**What you need to do**
**a)** In the article about the artificial hip lawsuit, when did the FDA approve the Birmingham Hip Resurfacing System?
**b)** Please continue the article about the artificial hip lawsuit, picking up after its last sentence.

** Opening Extract block **

Charges against artificial hip maker not pre-empted by federal law

A federal appeals court has reinstated negligence and product liability claims against a medical device manufacturer by a patient whose hip replacement surgery had to be undone after complications arose.

London-based Smith & Nephew Inc. develops and manufactures joint replacement systems including the Birmingham Hip Resurfacing System, which is a metal-on-metal hip replacement system that requires premarket approval from the Food & Drug Administration before it can be made commercially available, according to Monday’s ruling by the 11th U.S. Circuit Court of appeals in Atlanta in Joseph Mink v. Smith & Nephew Inc.

The FDA approved the system in May 2006, but set conditions including that it conduct a post-approval study to be sure of the device’s safety and effectiveness over time, the ruling said.

Mr. Mink, who needed a hip replacement, was told that if he participated in S&N’s 10-year post-approval study, he would be regularly monitored and tested for 10 years at no cost.

** Closing Extract block **
** Opening Dataset entries block **

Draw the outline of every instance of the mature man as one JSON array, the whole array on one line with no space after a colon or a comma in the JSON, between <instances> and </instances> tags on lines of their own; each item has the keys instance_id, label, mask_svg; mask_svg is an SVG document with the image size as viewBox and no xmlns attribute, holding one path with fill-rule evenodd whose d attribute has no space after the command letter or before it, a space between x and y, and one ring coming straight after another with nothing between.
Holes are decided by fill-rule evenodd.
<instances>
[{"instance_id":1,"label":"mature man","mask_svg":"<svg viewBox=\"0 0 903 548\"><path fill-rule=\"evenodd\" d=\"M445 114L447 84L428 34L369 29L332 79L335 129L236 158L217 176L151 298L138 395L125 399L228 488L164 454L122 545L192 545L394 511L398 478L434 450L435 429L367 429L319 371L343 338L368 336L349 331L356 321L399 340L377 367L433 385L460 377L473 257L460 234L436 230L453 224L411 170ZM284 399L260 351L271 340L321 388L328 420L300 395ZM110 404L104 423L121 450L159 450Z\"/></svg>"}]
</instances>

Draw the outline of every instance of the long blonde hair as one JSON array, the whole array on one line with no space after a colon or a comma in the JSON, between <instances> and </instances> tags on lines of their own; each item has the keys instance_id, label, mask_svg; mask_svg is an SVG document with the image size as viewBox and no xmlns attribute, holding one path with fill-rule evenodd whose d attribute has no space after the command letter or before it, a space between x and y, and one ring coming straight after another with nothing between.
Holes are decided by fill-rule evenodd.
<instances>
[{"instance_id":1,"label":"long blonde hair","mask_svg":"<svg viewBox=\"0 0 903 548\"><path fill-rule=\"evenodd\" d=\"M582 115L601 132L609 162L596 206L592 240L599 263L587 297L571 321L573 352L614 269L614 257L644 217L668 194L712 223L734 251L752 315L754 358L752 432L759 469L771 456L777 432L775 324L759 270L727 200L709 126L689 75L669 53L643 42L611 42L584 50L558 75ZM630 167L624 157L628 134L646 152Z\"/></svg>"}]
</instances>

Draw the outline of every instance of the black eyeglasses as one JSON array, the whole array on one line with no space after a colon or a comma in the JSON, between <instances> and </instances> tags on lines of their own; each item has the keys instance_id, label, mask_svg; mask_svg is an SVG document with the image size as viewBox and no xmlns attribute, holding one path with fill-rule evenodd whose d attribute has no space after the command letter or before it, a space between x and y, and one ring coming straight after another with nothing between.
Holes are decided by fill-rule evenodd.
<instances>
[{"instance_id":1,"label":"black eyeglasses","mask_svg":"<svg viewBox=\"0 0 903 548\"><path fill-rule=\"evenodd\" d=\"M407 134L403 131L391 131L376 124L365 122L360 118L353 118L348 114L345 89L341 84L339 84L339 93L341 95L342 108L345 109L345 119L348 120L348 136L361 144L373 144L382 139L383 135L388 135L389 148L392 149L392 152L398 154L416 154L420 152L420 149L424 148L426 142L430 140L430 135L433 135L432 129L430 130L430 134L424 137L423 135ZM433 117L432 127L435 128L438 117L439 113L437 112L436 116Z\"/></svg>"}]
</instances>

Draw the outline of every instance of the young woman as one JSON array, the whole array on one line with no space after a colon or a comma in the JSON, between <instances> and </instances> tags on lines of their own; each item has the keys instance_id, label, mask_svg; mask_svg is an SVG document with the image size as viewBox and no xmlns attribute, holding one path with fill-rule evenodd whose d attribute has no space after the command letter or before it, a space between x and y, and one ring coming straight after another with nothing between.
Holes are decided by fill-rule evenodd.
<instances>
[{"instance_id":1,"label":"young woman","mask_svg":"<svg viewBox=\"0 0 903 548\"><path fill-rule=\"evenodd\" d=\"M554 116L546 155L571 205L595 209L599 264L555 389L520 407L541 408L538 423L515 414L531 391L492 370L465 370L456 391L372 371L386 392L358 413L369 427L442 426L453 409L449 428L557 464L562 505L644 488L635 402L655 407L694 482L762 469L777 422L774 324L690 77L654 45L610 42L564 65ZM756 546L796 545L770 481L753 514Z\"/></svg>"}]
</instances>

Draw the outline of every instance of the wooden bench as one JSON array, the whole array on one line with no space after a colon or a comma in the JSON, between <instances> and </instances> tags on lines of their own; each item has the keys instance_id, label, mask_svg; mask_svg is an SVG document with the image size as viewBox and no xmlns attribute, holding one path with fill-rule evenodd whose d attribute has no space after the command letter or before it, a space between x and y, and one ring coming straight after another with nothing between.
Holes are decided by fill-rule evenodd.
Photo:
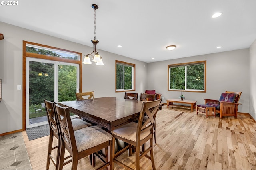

** Closing Dataset entries block **

**Per-task answers**
**a)** May 2006

**b)**
Seven weeks after he had the surgery in June 2011, the doctor who performed it said he was moving and could no longer see Mr. Mink. He referred him to another physician, who told Mr. Mink he had never heard of him, nor of his participation in the study.

In May 2012, S&N told Mr. Mink it could not find a clinical site for him to continue to patriciate in the study, and terminated him from it.

As time passed, Mr. Mink experienced blood toxicity from the chromium and cobalt leaching from the system, eye problems and an enlarged lymph node near the site of his hip replacement. He had to have the system removed in November 2014.

Mr. Mink filed suit against S&N in U.S. District Court in Miami on claims of neglect, product liability, breach of contract and misrepresentation. The court dismissed all the charges.

On appeal, a unanimous three-judge appeals court panel reinstated Mr. Mink’s negligence and product liability claims. S&N had argued Mr. Mink’s claims were barred under Florida state law and expressly or impliedly pre-empted by federal law, said the ruling.

In reinstating the negligence claim on the basis of the manufacturing defect, the ruling said: “The duty of a manufacturer to use due care in manufacturing a medical device predates” the (federal) Medical Device Amendments (of 1976) and is a duty that S&N owes Mr. Mink (as opposed to the FDA). The theory of liability is therefore not impliedly pre-empted by federal law.”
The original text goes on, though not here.